— START OF GIVEN INFORMATION —

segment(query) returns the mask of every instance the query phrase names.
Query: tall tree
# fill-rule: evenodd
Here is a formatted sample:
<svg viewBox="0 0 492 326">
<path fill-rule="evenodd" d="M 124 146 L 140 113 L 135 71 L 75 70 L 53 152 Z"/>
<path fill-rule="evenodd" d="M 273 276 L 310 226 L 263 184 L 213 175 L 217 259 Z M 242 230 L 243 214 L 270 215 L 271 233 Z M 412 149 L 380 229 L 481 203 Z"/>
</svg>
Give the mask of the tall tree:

— END OF GIVEN INFORMATION —

■ EXERCISE AIM
Lay out the material above as a Markdown table with the columns Row and Line, giving each nonblank line its own numbered row.

■ SOLUTION
| Row | Line |
|---|---|
| 1 | segment(query) returns the mask of every instance the query phrase names. |
| 2 | Query: tall tree |
| 3 | # fill-rule: evenodd |
| 4 | Here is a formatted sample: |
| 5 | <svg viewBox="0 0 492 326"> |
| 6 | <path fill-rule="evenodd" d="M 124 146 L 140 113 L 135 71 L 75 70 L 53 152 Z"/> |
| 7 | <path fill-rule="evenodd" d="M 273 276 L 310 226 L 263 184 L 213 175 L 217 259 Z M 242 230 L 243 214 L 270 215 L 271 233 Z M 412 149 L 380 229 L 481 203 Z"/> |
| 8 | </svg> |
| 9 | Give the mask of the tall tree: |